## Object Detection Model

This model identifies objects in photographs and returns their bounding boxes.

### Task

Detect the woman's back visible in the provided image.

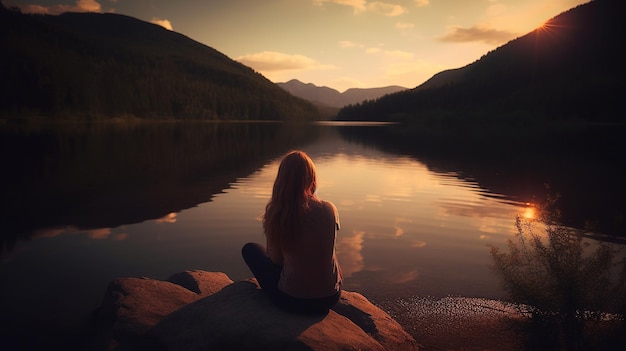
[276,198,342,298]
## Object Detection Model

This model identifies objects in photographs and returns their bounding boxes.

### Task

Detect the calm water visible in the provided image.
[0,123,624,346]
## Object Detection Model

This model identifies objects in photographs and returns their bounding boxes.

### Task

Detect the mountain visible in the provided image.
[0,6,319,120]
[337,0,626,130]
[277,79,407,107]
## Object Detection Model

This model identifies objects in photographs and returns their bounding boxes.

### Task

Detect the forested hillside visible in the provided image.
[338,0,626,130]
[0,6,318,120]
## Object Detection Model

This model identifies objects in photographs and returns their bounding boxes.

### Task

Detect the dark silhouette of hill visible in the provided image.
[0,2,318,120]
[337,0,626,131]
[277,79,407,107]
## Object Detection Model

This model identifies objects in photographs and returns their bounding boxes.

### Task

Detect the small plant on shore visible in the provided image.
[491,197,626,350]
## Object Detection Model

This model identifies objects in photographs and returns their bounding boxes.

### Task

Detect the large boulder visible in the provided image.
[95,271,418,351]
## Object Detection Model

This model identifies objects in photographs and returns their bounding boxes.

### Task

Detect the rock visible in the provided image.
[95,271,419,351]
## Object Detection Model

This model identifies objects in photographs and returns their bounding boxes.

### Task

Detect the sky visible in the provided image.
[7,0,589,92]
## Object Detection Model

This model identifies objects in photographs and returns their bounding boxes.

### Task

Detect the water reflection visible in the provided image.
[0,120,623,350]
[0,123,315,251]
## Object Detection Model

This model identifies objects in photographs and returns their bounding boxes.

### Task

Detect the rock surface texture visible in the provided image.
[95,271,419,351]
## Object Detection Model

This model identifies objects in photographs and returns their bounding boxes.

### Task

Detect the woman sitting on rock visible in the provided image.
[242,151,342,314]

= = = = = = =

§ Problem
Omit the images and transcribe all of the records above word for word.

§ Result
## Object Detection Model

This model identifies objects in photographs and returns their bounding boxes.

### Task

Detect the woman's back visible in the provided image.

[276,198,342,298]
## Object Detection Model

This model identifies objects in photographs and returns their bounding boxes.

### Task

Detect the calm water visible in the provided image.
[0,123,624,346]
## Object Detection Model

This model identifies objects in photographs and returns their bounding boxes.

### Task

Detect the mountain visible in the provided image.
[0,6,319,120]
[337,0,626,130]
[277,79,407,107]
## Object Detection Model

This model identifies objects in photographs and returns their bounding boxes.

### Task

Detect the forested hillside visible in the provided image.
[338,0,626,130]
[0,6,318,120]
## Object Detection Model

This model identifies objects in photographs and returns their bounding boxes.

### Task

Detect the dark silhouette of hill visible in the provided image.
[0,2,318,120]
[337,0,626,131]
[277,79,407,107]
## Object Detection Model

This model identifies objects in photographs and returns their bounding boxes.

### Task

Detect the small plant on shore visible in the provided image.
[491,197,626,350]
## Object Detection Model

This model identifies objects in photographs and returns their bounding boxes.

### Task

Detect the large boulder visible in the provided image.
[95,271,418,351]
## Object Detection Model

This model identifies objects in photographs and returns their bounding boxes.

### Task

Detect the rock visible in the provided image.
[95,271,419,351]
## Object Detection Model

This model identifies objects in photographs and returns their bounding boxes.

### Task

Detect the sky visible in the provided image.
[7,0,589,92]
## Object Detection Model

This model identifies objects in photographs and returns their bounding boxes.

### Task

Detect the water reflection visible in the provided image.
[0,120,623,350]
[0,123,315,251]
## Object Detection Model

This model identifies objects in photographs and returns their bounding boxes.

### Task

Detect the rock surface texture visible in the provided image.
[95,271,419,351]
## Object Detection Model

This model identifies objects in photographs and returns their bounding boxes.

### Task

Detect the woman sitting on rock visible in the provided image.
[242,151,342,314]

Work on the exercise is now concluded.